▸ **SELECTED TEXT**
########################################

Friedman here was rather narrowly focused on the question of using corporate money to give to charity, as opposed to the larger question of whether corporations should just not make certain choices that earn them money if those choices could be seen as harming people outside their shareholders. Such choices might involve hiring decisions, pollution, and decisions about where to locate their businesses.
The third contributor to our roundtable, T.J. Rodgers of Cypress Semiconductors, posited that it is "simply good business for a company to cater to its customers, train and retain its employees, build long-term positive relationships with its suppliers, and become a good citizen in its community, including performing some philanthropic activity," Rodgers wrote. "When Milton Friedman says a company should stay 'within the rules of the game' and operate 'without deception or fraud,' he means it should deal with all its various constituencies properly in order to maximize long-term shareholder value. He does not mean that a company should put every last nickel on the bottom line every quarter, regardless of the long-term consequences."
Rodgers saltily wondered: "Why is it that when Whole Foods gives money to a worthy cause, it serves a high moral objective, while a company that provides a good return to small investors—who simply put their money into their own retirement funds or a children's college fund—is somehow selfish?"

########################################

▸ **EXTRACTED ENTRIES**

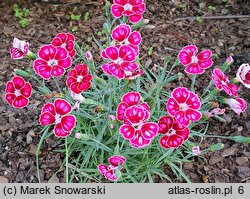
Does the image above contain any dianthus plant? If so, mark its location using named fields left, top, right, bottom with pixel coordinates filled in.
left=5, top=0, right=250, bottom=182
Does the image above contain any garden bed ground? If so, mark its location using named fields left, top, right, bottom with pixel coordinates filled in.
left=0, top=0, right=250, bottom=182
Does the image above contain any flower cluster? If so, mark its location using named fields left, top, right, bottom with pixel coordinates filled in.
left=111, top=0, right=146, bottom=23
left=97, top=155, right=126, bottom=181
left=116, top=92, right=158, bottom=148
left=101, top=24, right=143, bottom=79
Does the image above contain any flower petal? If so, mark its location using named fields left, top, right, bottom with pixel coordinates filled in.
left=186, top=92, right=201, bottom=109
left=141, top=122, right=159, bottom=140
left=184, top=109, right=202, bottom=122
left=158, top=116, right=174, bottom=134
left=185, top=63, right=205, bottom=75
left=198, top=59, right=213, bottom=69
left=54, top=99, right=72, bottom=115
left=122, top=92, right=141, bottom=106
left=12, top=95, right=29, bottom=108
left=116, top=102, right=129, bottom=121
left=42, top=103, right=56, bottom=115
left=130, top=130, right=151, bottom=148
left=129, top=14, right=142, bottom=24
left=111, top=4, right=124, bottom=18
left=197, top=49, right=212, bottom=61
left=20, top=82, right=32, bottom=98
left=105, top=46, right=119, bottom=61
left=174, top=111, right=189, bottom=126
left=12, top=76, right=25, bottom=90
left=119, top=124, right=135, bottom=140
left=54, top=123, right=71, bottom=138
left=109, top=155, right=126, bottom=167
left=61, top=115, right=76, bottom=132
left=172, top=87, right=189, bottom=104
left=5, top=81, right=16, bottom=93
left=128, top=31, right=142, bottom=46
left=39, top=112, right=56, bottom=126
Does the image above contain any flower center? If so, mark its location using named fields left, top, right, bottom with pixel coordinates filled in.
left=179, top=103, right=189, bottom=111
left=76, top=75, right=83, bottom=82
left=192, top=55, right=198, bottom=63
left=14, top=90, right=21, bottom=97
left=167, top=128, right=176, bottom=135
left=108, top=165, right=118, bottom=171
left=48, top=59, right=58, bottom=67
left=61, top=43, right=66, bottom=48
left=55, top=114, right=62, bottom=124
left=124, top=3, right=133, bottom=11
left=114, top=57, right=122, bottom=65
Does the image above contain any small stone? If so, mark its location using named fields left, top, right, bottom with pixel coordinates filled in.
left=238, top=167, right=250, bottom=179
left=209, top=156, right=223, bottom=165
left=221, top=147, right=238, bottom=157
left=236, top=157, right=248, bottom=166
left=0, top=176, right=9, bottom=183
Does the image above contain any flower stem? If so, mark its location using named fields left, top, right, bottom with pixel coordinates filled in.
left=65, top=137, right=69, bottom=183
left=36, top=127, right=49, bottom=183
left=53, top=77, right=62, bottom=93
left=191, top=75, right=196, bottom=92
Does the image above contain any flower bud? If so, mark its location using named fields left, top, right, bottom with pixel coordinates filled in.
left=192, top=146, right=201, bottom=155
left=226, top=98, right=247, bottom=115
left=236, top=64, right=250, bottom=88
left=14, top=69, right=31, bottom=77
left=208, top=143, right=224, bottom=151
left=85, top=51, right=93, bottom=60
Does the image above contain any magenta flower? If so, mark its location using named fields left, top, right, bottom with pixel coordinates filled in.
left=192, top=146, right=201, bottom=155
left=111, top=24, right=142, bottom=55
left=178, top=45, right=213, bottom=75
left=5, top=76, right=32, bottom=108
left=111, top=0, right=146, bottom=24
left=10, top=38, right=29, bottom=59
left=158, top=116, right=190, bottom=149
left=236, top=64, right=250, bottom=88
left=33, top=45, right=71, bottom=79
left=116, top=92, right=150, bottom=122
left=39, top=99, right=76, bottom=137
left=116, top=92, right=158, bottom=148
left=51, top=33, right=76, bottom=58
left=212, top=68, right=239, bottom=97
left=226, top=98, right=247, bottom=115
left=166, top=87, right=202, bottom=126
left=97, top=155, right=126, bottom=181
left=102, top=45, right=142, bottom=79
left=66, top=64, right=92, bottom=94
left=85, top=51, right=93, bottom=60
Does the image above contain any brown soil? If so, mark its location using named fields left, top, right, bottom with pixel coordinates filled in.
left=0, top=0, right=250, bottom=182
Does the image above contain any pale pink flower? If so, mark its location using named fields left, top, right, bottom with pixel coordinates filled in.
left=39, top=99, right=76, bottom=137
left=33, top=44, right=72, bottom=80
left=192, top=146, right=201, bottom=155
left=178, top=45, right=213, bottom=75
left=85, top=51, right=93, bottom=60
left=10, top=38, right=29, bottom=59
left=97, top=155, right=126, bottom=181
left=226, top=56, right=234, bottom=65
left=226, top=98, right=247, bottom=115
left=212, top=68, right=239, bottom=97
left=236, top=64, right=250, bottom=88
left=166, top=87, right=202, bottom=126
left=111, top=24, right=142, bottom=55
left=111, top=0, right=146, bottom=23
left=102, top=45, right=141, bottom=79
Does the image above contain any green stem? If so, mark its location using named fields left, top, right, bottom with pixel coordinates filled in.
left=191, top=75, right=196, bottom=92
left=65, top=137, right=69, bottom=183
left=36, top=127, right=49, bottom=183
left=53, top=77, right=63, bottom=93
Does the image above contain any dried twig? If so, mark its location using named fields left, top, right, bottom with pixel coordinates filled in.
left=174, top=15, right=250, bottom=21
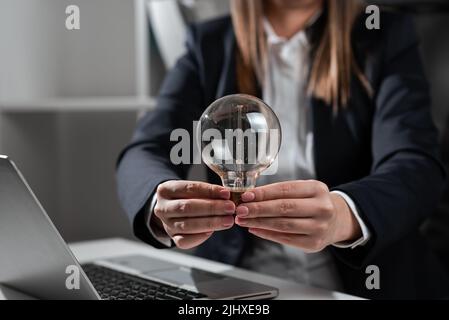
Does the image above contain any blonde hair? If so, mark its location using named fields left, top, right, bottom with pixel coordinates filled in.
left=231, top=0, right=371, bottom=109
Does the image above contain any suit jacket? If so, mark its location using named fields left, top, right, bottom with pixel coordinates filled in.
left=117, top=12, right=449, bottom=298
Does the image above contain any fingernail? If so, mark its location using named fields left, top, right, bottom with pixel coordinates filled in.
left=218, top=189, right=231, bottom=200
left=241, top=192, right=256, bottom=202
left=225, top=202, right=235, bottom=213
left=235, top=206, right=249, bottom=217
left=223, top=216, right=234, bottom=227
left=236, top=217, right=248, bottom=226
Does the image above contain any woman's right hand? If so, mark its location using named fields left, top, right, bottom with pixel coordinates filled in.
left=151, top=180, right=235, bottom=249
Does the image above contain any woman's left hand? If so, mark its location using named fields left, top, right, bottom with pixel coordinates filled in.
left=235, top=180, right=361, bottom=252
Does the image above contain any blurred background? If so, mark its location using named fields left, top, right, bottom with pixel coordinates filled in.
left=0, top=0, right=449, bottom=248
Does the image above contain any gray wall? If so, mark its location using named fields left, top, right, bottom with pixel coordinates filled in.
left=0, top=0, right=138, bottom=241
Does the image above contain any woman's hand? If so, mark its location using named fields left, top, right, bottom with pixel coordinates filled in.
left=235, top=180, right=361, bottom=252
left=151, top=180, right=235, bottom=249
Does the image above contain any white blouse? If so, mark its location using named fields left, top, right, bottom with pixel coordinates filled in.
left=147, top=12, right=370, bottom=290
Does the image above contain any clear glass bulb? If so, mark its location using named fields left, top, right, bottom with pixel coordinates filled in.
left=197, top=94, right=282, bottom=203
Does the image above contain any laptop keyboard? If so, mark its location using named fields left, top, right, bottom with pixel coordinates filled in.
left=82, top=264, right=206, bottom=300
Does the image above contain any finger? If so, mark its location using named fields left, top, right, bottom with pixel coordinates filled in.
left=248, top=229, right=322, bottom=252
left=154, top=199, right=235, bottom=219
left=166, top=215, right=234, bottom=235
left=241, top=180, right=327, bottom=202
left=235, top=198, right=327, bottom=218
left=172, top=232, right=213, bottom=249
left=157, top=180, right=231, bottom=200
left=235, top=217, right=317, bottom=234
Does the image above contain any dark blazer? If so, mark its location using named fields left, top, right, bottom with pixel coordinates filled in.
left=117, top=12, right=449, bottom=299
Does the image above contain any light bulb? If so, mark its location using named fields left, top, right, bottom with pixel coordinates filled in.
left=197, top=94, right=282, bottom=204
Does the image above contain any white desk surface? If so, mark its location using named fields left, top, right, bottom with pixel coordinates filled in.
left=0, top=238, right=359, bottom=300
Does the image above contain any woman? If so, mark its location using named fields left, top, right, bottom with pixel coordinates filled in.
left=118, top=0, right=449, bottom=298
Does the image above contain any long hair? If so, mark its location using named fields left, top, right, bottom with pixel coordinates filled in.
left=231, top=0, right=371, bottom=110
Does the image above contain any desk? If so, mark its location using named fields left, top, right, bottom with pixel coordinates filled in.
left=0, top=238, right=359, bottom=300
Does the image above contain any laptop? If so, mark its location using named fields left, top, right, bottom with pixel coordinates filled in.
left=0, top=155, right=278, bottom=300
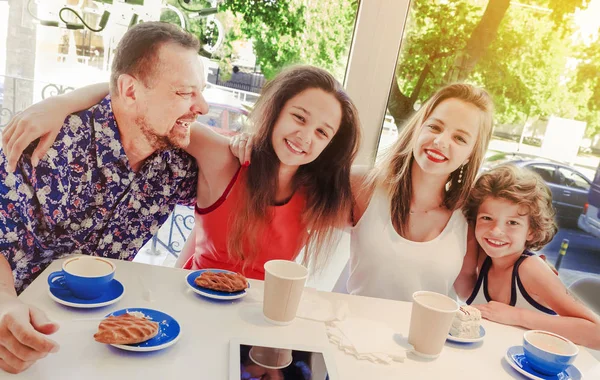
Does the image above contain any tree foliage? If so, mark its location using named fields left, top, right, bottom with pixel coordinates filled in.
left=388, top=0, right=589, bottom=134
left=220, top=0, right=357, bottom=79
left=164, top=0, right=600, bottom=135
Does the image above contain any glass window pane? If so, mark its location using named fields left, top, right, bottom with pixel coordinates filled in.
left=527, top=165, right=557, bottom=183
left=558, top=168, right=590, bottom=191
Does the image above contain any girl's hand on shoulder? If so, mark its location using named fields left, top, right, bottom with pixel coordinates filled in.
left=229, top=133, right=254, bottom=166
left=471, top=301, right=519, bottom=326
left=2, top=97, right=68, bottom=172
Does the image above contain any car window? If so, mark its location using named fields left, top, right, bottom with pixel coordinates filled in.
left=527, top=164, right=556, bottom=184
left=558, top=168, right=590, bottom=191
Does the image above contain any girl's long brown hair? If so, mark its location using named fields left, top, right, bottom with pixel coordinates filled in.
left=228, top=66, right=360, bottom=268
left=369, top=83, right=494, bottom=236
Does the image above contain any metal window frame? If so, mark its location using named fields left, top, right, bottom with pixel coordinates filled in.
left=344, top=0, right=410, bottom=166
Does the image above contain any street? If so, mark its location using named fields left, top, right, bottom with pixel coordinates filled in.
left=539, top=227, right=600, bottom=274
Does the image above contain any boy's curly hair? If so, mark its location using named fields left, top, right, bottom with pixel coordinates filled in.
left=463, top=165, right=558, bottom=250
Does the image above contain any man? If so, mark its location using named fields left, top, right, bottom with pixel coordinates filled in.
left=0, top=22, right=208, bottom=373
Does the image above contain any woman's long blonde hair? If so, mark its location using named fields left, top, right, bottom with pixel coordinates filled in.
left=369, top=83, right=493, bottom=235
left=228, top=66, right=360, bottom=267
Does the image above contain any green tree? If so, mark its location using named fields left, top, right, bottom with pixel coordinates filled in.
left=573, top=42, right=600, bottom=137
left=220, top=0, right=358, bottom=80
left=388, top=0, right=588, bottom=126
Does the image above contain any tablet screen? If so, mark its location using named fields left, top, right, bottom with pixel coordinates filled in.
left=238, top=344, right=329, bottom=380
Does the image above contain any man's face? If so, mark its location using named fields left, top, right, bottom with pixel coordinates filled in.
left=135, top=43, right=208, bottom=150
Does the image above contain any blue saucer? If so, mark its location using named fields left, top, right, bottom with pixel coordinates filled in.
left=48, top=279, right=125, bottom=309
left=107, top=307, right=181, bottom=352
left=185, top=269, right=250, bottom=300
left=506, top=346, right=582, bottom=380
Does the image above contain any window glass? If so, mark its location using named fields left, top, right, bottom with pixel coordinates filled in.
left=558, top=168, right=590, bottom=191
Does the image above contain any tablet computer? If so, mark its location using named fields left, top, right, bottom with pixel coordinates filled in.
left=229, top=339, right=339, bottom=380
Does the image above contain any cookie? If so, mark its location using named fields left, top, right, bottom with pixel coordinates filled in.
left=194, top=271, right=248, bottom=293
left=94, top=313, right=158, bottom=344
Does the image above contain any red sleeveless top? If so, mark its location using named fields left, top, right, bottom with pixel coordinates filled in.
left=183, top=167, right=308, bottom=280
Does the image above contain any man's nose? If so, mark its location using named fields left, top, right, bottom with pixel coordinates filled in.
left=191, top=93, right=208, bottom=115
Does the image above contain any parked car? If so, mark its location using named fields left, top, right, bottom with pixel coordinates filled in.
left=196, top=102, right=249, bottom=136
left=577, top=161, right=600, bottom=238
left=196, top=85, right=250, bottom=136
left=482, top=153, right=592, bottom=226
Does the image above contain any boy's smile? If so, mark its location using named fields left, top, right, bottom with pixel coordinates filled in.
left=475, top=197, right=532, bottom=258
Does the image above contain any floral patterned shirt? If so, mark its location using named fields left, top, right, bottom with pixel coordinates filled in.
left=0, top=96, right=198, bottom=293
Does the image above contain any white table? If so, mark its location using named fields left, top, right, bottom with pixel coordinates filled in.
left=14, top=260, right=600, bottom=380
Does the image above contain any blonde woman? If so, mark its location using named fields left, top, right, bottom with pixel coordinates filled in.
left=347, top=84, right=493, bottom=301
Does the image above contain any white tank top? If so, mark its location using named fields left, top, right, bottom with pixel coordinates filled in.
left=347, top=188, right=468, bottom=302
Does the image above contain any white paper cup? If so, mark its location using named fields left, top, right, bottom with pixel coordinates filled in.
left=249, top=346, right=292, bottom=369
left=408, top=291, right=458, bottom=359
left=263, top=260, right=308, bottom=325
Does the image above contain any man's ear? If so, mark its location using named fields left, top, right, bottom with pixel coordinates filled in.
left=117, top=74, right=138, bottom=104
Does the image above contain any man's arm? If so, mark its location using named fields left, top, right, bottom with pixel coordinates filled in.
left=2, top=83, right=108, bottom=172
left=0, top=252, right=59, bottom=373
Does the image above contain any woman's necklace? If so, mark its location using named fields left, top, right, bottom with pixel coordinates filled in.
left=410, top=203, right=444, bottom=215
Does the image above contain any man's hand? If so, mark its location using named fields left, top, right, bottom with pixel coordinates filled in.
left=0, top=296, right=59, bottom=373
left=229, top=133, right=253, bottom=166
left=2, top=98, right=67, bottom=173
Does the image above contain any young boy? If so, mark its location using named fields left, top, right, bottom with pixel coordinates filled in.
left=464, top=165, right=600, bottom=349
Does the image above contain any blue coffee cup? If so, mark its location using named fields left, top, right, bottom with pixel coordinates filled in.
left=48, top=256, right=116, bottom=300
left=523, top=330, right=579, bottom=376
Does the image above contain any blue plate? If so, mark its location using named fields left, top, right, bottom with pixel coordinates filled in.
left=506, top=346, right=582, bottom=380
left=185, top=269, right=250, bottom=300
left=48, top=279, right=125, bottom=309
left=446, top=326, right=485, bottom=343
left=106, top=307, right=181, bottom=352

########################################

▸ **TASK DIRECTIONS**
Carry on the roundtable text on corporate social responsibility, starting right after Rodgers's question about Whole Foods and small investors.

▸ **RESULT OF THE TASK**
Rodgers also challenged those who believe what corporations generally do—sell goods and services that people choose to consume to make their lives better, providing jobs while doing so—is not in itself a "social good." He asked Mackey to contemplate all the good we get from the cheap and abundent semiconductors that Rodgers' company makes and sells. This wonderful result, he said, came about because his industry is "focused so relentlessly on increasing its profits, cutting his costs in the process."
In any case, there certainly are things for a consistent libertarian to question in Friedman's original article, particularly his belief that pollution—which imposes harms on others—is something corporations should care about only as much as the law requires them to. But this idea that he introduced a new and pernicious idea to American business culture is…underproven.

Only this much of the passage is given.